| SHORT TASK |
Output each entry that follows exactly. Images stay out.

| RECORDS FOR THE TASK |
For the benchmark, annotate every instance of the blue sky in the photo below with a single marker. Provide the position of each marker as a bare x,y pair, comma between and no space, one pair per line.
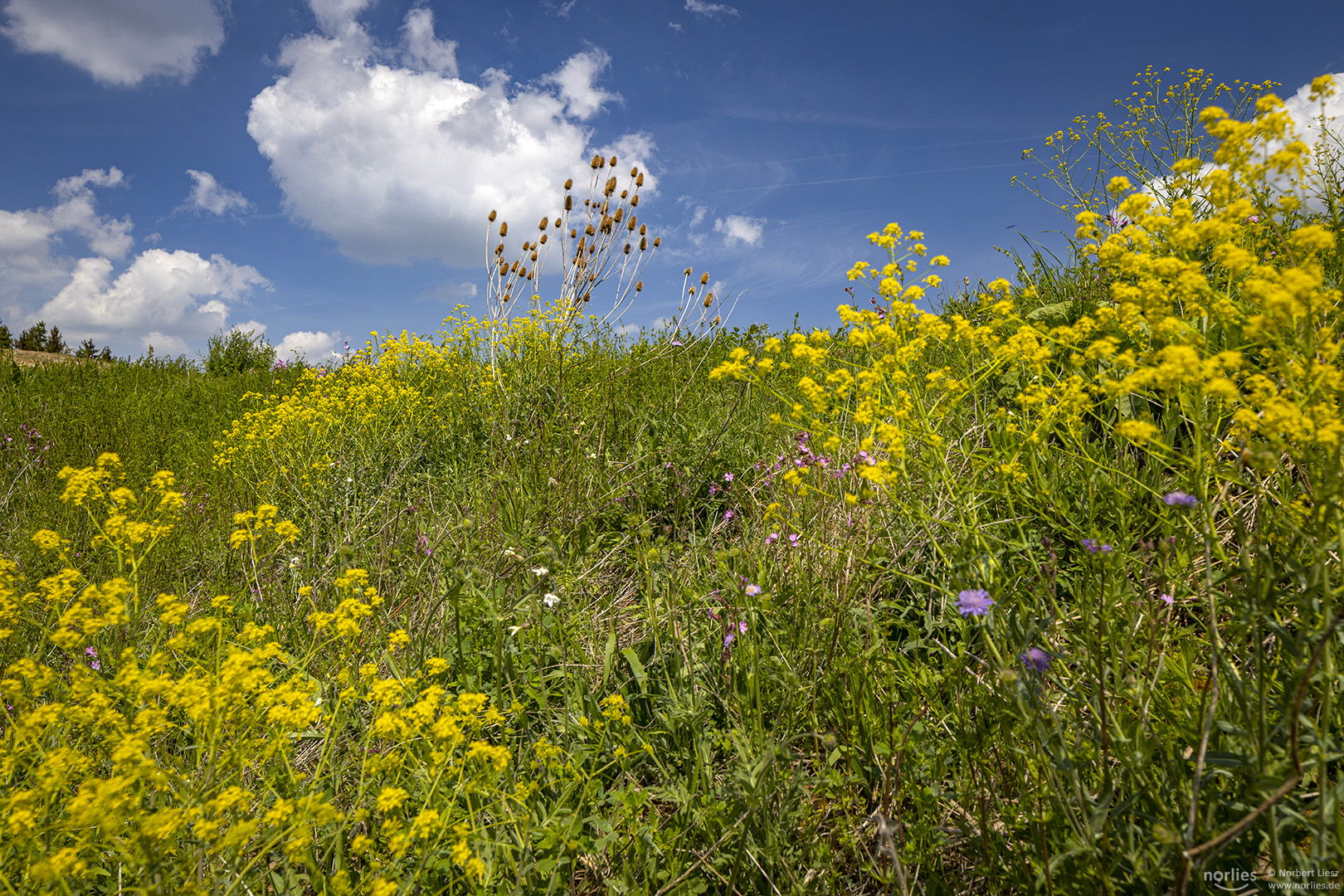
321,168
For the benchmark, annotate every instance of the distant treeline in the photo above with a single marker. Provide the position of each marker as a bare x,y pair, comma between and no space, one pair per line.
39,338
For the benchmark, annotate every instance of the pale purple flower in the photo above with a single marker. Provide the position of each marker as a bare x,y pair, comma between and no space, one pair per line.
1036,660
973,602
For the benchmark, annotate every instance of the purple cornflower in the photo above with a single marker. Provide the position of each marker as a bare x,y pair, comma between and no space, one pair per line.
1036,660
973,602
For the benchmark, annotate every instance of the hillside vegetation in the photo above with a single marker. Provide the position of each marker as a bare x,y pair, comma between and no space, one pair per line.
1035,592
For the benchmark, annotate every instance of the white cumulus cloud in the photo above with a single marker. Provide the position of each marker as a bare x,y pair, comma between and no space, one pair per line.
739,229
307,344
397,163
119,42
207,195
162,296
710,10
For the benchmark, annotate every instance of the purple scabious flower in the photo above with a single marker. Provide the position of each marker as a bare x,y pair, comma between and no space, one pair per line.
973,602
1181,499
1036,660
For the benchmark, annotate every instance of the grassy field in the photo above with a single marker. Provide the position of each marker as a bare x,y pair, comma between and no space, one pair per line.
1032,592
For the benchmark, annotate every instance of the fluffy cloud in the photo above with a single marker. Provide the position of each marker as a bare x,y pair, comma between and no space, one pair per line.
207,195
739,229
160,297
710,10
397,162
307,344
32,262
119,42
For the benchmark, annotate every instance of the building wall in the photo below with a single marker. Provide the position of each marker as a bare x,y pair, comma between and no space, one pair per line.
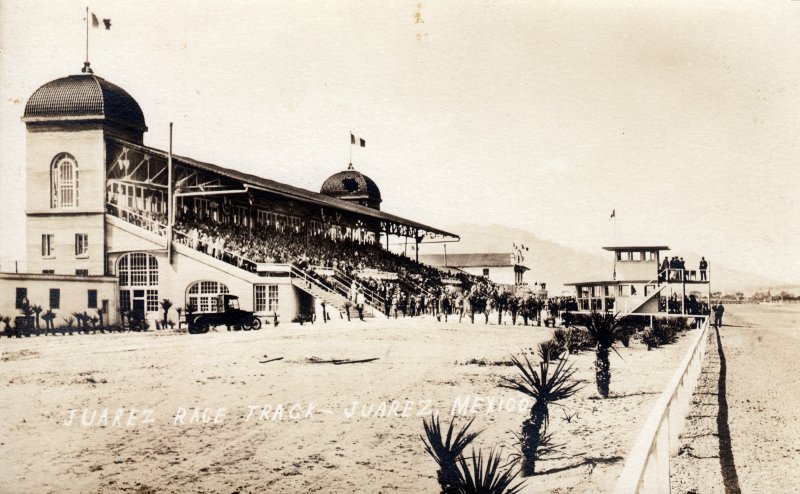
637,270
497,274
88,149
73,294
189,266
64,228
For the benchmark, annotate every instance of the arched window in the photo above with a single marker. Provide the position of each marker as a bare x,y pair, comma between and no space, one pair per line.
138,282
64,180
203,295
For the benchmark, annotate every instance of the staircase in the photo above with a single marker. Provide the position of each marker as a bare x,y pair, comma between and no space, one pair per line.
331,296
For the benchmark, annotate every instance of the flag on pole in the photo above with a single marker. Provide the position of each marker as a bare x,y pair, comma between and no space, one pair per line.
357,141
96,22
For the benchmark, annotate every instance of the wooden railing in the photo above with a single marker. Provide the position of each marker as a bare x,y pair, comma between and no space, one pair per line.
647,468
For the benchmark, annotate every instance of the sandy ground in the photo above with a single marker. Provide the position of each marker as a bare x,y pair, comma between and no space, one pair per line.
743,430
250,450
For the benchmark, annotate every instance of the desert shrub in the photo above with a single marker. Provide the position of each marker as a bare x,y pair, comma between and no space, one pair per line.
629,326
447,450
579,340
550,350
545,385
649,338
604,329
478,477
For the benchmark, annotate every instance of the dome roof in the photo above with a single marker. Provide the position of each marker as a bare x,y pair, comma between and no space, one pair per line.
85,95
353,186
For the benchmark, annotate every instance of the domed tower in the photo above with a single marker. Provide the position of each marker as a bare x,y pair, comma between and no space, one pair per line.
350,185
67,122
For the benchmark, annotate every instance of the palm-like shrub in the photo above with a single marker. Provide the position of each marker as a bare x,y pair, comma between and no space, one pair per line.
604,330
446,451
479,477
629,326
545,385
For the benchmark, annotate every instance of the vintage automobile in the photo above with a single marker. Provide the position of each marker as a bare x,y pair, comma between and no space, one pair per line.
228,314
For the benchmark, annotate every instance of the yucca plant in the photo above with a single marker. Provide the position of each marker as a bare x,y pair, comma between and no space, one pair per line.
545,386
604,330
479,477
446,451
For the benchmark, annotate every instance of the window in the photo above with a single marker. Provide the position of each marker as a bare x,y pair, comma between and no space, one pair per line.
152,301
203,295
48,245
22,295
261,298
64,180
55,298
81,244
138,269
273,298
266,298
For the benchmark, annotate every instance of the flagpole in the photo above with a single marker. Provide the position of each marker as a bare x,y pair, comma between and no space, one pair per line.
170,200
87,34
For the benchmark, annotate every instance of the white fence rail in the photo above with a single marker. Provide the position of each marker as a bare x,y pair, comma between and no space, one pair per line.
647,468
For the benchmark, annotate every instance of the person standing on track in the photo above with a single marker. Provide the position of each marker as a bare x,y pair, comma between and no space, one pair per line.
719,310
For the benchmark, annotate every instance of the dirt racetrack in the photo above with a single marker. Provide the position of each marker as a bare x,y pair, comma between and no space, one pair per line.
422,366
743,431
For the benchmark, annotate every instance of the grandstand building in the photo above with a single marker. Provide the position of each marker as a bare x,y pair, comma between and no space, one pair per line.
115,224
645,282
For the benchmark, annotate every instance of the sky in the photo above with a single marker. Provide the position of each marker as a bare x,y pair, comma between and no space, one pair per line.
546,115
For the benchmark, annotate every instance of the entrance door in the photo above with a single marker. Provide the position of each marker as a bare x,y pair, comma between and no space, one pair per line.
137,303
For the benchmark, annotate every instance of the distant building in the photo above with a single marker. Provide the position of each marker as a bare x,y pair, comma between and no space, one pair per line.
644,282
504,269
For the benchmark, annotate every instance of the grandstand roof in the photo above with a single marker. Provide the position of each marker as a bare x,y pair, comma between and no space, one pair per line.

| TASK RESPONSE |
For the benchmark, annotate every instance of the blue sky in the photo below with a single marker. Provide the position of each marker as a bare x,y pair, comma between and no space, one pair per line.
321,168
For the benchmark, annotate every instance of the distant treeline in the photo above with a single marker. Provide the position of each marker as a bare x,y pair, comma between and no space, one pair per line.
39,338
For the benchmark, annotate every instance of the pale purple flower in the photo above with a single marker. Provide the position of each marker as a bare x,y pair, comma between and no space, one pair per line.
1036,660
973,602
For the benchmark, annotate every instance of the purple cornflower in the photo above with a single marker. Provide the position of each marker as a bare x,y pair, comma between and no space, one pair per line.
1036,660
973,602
For the benchmark, annotate every instance of the hillside vegetation in the photo above with a single marker. Provide the position of each marker as a bare x,y pair, comma between and no space, one pair per line.
1035,592
For the benchmark, annotate every instance of the white cumulus cloud in the photo above with a single marker. Provide the position of each marker as a bare x,y pair, comma between and no space, one pair per line.
739,229
307,344
397,163
119,42
207,195
162,296
710,10
For the benchmark, annotate every instance of the purple scabious flower in the photo above with a single marker. Provide the position of each marker as a bare x,y pair, comma between and no space, one pair per line.
973,602
1181,499
1036,660
For the benchmark, annotate every instance of the grassy field in the photo above with a single marker. Provide the position of each marker as a bare x,y pair, comma between and no space, one pair per line.
1032,592
For the benchmark, annotate every instance of the fluffy cloud in the photo above with a single marker. Provide the position of each marker as a bare x,y pair, comma between and no space, one pair per line.
207,195
739,229
160,297
710,10
397,162
307,344
32,262
119,42
For the benchmark, annotate every instance of the building wall in the photo below with a single marker. Provide the position of each marker as a bare x,y pair, comma between and no space, one pair per line.
637,270
497,274
88,149
73,294
189,266
64,228
For the benchmark, annotate every instance of the arched window in the photo above with a single marker. Provide the position of each marker as a bare x,y pair, comma between and no space, one pair per line.
138,282
64,180
203,295
For the benchmark, annotate every instance of the staircase in the photo above with a single marker. Provide the position of each marker as a bare x,y pair, comma between and no space, one pair per line.
331,296
For the benchmark, annotate every instance of the flag on pole in the photo above with a single marker. Provide the position of each marker as a bare x,y pair, comma between and no space, one pair per line.
357,141
96,22
For the benchmark, annotate every instance of the wooden railing in the photo above with a single marker. Provide the position of each marker as a bare x,y pair, comma between and no space, one pair per line.
647,468
For the benchmark, annotate every instance of the sandy ground in the photo above with a single marker. Provide the position of each marker as a bare x,y pair, comma between and no space, one pair per line.
743,430
250,450
For the benchmark, annotate every instance of the desert shrub in the photo above with a single marker. Provide the position of each marker as a bare x,y pair, comma between and no space, one pair per line.
629,326
447,450
579,340
550,350
545,385
649,338
604,329
478,477
For the benchmark, annotate every instance of the dome roof in the photo above with a single marker. Provide the position of each marker as a bare x,y pair, comma between and no space, one pair per line.
85,95
353,186
For the benchmark, annotate every instance of the domed tower in the photo above with a single marker. Provide the position of each marker as a bare x,y pair, comma between and no space, one pair per line.
350,185
67,122
For the benchmark, annotate every instance of the palm-like shrub in the photo above with a single marker. Provide the position of each marker as a bare x,y pair, comma between and no space, one pair per line.
604,330
446,451
479,477
629,326
545,385
For the benchmark, annotate every instance of the vintage automobile in the photo above with a single marker. Provide the position of each marker as a bare x,y pair, comma between and no space, one pair per line.
228,314
For the benchmark, annotate every instance of the yucca plant in the photo above with a single marker. Provide the position of each marker as a bare x,y pair, comma between and no space, one pair per line.
545,386
604,330
479,477
446,451
For the benchmark, annotate every instance of the window in the photo above with a single marker. Provide the position of each marker as a bare x,y pair, comma between and no space, one pair per line.
152,301
203,295
48,245
22,295
261,298
64,180
55,298
81,244
138,269
273,298
266,298
For the benchmark, annotate every instance of the flagpole in the photo above with a single marker. Provide the position of each marker as a bare x,y pair, comma between and no space, one pair per line.
170,200
87,34
For the benchmark, annotate every instance of the white fence rail in the photo above with a single marker. Provide the position of each marker as a bare x,y pair, comma between and no space, one pair per line.
647,468
For the benchmark, annotate every instance of the person standing on track in the photo above with a single marker. Provide the position of each marker as a bare x,y pair, comma between and no space, one pair per line.
719,310
For the benchmark, annotate every instance of the dirt racetrack in the photo above with a single marker. Provide the position of each marker as a bare x,y pair, comma between and no space, one pair per line.
422,366
743,431
For the benchmark, annotate every instance of the grandstand building in the photo above with a single marker. Provide the position of each marker as a bare x,y pair, comma between and no space, one pair per line.
115,224
645,282
For the benchmark, annotate every instance of the sky in the photo above with a single marker. Provide the position of each marker as a bare x,y pair, comma between and no space, one pair per line.
546,115
For the benchmark, annotate every instance of the entrance door in the photo above with a single marker. Provide the position of each marker as a bare x,y pair, comma between and no space, one pair per line.
137,303
For the benchmark, annotate every instance of the distant building in the photo above with a single marker. Provide the position of each marker as a bare x,y pair, comma between and no space, one pair per line.
644,282
504,269
For the benchmark, annotate every instance of the grandstand roof in the photo above with a single marker. Provide the position of each marker as a bare x,y pair, comma between and no space, one pair per line.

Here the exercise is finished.